Provided passage:
○ ○ ○

Simple, efficient, sound and complete combinator parsing for all context-free grammars, using an oracle
The P3 combinator parsing library
(Talk at OCaml 2014)
Dr Tom Ridge
2014-09-05
Main features
Parsing library (also has a parser generator component); interactive development
Can handle all CFGs (including left-recursive CFGs)
Scannerless (parse strings directly without lexing), or can use a lexer
Good theoretical basis e.g. sound and complete (see here for what these mean formally)
Good performance (for a general parser)
Can handle some fancy examples
Anti-feature: currently nowhere near as fast as deterministic parsers eg ocamlyacc
This talk
- We look at some examples, not at the theory
Example
- Consider the grammar
E -> E E E | "1" | eps
(* Grammar: E -> E E E | "1" | eps *)
let rec parse_E = (fun i -> (mkntparser "E" (
(parse_E ***> parse_E ***> parse_E)
|||| (a "1")
|||| (a "")))
i)
What does complete mean?
Completeness naively means: all parse trees are returned
What if there are an infinite number of parse trees?
Given a grammar, define a class of "good" parse trees. The class is finite (but potentially exponentially large).
"Good" parse trees are all you need - not in this talk.
Completeness means: all good parse trees are returned.
Example: parse trees
let rec parse_E = (fun i -> mkntparser "E" (
((parse_E ***> parse_E ***> parse_E) >>>> (fun (x,(y,z)) -> `Node(x,y,z)))
|||| ((a "1") >>>> (fun _ -> `LF("1")))
|||| ((a "") >>>> (fun _ -> `LF(""))))
i)
Input size|Number of results (good parse trees)
0 |1
1 |1
2 |3
3 |19
4 |150
...
19 |441152315040444150
See here
Fact: computing results for inputs of size 19 or larger is not feasible
Note: exponential number of results means this must take (at least) an exponential amount of time
Note: this has nothing to do with parsing, it is due to the actions
Conceptual distinction: parsing is not applying actions
Parsing is different from applying the actions
Parsing can be done in polytime (e.g. using Earley). Results can be computed in polytime and stored in polyspace.
Applying actions takes how long? Well, it depends on the actions.
Applying actions over all good parse trees (where each action takes a constant time), takes an exponential amount of time
Example: counting
(* Grammar: E -> E E E | "1" | eps *)

○ ○ ○

Provided material:
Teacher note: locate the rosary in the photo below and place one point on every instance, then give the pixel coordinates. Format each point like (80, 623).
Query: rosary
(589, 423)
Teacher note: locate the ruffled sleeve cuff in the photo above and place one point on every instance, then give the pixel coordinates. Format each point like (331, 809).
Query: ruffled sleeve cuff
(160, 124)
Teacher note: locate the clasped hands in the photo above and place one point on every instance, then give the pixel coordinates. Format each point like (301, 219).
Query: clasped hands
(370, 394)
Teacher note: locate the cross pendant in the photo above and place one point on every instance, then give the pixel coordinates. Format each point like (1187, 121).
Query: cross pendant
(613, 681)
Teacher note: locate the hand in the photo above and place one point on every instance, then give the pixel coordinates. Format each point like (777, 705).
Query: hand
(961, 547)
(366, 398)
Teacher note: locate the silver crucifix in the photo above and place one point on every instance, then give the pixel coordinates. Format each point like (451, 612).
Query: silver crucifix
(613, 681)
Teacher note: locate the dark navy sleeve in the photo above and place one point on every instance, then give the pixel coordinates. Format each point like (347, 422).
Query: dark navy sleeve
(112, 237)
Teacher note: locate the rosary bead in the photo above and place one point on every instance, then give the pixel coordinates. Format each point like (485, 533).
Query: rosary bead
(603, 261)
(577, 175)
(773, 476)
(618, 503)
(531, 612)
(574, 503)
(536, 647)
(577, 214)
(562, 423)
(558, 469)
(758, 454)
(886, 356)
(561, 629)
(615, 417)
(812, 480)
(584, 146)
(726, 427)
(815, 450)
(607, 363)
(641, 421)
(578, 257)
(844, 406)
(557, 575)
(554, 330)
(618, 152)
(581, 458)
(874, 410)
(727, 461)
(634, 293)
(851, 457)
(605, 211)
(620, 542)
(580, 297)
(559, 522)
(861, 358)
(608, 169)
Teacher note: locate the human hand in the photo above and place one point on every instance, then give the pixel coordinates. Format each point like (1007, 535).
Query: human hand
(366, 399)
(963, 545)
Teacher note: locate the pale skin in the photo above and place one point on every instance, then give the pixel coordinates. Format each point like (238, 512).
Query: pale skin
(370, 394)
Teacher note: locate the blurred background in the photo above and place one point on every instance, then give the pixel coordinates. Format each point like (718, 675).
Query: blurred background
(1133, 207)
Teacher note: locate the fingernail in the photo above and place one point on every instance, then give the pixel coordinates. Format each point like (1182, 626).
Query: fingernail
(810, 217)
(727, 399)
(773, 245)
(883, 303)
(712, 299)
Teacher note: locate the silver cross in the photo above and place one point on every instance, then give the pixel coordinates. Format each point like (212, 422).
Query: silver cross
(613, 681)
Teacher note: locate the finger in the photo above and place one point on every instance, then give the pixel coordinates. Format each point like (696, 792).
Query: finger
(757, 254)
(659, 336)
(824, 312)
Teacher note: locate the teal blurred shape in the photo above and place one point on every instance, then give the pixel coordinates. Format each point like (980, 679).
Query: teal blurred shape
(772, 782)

○ ○ ○

Written task:
In the talk on the P3 parsing library, how many good parse trees are listed for an input of size 4? The records come from a different source than the talk.

The output:
150